▶ _СОХРАНЁННЫЕ СТРОКИ_
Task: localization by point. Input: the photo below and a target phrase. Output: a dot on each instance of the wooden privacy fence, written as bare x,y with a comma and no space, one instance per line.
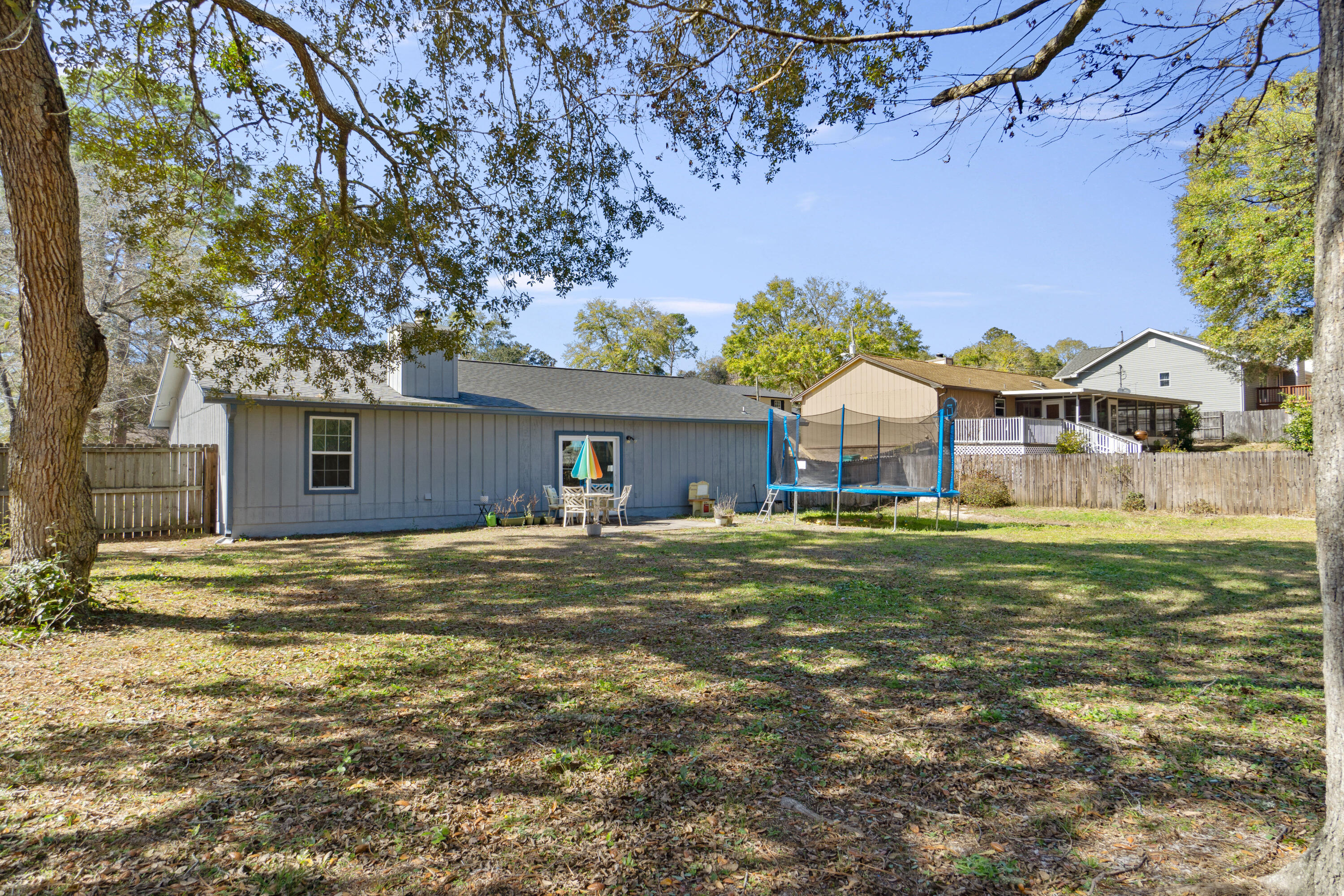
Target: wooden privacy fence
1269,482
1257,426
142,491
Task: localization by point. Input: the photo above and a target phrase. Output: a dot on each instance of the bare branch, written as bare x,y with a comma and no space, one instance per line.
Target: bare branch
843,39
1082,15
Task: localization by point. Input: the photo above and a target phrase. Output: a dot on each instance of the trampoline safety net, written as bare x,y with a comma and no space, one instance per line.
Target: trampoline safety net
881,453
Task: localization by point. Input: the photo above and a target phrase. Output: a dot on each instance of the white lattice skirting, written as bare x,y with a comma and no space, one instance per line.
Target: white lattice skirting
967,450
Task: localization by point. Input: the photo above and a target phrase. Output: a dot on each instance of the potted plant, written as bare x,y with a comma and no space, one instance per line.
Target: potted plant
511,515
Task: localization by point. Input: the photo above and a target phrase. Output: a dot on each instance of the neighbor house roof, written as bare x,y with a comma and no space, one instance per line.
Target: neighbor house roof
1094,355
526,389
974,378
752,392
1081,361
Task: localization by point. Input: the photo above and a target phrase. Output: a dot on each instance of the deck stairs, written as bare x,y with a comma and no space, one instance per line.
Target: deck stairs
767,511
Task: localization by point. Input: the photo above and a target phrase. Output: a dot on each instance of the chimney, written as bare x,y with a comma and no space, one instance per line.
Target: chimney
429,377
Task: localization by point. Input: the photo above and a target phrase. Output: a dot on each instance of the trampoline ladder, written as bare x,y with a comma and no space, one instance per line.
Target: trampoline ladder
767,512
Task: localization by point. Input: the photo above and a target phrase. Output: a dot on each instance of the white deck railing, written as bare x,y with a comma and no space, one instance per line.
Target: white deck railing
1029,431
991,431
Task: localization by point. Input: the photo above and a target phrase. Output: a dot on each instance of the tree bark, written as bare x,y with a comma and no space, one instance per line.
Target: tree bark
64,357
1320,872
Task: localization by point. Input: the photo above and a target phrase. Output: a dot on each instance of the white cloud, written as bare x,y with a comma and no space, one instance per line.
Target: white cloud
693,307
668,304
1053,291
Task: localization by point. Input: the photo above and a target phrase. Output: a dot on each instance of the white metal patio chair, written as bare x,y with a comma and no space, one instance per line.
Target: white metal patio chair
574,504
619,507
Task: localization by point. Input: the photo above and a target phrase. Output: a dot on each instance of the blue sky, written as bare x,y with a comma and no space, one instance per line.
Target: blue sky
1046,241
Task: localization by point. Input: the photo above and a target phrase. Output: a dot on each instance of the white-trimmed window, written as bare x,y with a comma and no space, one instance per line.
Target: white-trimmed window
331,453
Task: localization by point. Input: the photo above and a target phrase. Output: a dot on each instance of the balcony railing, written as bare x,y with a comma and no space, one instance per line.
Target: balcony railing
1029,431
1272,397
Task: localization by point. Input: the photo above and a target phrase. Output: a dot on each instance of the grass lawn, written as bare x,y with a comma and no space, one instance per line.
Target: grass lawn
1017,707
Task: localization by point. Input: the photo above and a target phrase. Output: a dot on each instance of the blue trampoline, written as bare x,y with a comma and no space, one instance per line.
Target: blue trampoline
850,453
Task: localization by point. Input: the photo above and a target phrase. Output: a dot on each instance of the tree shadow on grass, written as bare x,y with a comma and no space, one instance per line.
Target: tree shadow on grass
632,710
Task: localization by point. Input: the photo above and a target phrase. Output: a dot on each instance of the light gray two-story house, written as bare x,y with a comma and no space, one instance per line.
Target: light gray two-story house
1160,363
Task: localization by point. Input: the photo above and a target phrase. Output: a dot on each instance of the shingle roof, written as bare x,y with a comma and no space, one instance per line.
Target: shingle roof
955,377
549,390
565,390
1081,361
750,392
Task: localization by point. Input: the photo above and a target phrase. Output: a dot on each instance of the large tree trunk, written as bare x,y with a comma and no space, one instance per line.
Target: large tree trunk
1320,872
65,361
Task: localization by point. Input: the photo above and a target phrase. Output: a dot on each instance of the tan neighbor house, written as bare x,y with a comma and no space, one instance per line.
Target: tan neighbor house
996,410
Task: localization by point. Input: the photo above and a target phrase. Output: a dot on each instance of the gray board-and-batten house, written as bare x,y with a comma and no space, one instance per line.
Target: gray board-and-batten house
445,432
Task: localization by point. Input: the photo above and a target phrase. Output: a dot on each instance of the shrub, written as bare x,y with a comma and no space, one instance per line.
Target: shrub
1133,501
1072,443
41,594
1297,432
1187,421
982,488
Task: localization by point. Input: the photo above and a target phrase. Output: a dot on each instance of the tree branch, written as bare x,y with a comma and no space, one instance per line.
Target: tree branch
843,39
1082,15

---

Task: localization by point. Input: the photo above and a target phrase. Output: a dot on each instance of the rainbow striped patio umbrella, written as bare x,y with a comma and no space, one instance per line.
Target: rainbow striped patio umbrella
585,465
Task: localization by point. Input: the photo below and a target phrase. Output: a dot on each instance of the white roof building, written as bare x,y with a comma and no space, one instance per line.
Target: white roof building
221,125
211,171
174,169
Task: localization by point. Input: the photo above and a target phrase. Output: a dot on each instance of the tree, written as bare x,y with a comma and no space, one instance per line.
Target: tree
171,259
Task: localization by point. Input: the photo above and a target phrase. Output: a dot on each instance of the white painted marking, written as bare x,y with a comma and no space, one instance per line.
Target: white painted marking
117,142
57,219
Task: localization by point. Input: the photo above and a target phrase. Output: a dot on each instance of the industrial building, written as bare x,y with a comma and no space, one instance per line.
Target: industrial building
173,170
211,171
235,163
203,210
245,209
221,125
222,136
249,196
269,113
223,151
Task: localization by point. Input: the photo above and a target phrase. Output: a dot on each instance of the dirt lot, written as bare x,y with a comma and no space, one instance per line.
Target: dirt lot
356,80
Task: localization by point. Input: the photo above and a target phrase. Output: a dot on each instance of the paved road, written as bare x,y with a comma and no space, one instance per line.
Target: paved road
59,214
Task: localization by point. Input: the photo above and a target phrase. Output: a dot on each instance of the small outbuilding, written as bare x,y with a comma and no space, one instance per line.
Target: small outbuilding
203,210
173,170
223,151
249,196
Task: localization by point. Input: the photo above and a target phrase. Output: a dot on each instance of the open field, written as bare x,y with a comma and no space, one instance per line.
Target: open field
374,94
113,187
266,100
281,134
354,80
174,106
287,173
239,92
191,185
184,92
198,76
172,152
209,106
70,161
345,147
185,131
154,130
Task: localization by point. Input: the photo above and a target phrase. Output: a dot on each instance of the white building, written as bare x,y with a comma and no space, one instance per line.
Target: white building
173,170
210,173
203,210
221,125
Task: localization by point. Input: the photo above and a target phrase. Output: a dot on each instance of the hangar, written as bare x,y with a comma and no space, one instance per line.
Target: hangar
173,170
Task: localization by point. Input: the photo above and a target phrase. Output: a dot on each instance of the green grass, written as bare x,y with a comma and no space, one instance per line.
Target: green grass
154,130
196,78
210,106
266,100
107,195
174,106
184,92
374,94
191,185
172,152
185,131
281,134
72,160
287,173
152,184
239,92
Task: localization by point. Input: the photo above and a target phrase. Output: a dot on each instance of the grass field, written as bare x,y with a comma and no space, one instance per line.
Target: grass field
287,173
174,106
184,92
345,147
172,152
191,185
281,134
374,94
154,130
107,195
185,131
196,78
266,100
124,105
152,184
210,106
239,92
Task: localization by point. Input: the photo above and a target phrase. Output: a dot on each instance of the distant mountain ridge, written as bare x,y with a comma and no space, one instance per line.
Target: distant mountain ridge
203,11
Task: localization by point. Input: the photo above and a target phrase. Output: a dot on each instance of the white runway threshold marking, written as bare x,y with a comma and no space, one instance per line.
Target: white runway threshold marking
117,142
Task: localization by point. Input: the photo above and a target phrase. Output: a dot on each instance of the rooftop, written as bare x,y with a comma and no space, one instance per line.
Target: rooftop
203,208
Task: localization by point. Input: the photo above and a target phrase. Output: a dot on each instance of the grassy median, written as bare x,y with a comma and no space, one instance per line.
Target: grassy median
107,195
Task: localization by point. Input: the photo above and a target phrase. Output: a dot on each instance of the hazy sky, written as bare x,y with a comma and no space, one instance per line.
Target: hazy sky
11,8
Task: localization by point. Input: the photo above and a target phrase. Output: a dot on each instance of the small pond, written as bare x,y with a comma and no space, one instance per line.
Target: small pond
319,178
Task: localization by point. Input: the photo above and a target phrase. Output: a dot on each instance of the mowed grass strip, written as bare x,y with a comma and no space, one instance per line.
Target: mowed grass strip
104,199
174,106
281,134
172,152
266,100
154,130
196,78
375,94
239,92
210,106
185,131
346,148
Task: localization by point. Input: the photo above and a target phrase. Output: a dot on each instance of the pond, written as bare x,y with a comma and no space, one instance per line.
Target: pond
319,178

▶ _ПИСЬМЕННОЕ ЗАДАНИЕ_
Приведите все строки записей выше, в которых есть слово «window». Регистр букв учитывается.

▶ _ОТВЕТ_
Task: localization by point. Input: the photo above and a target phrase. Output: a dot on each instance of the white-trimmed window, written as bare x,y with a comma and no space, one instance per line.
Target: white-trimmed window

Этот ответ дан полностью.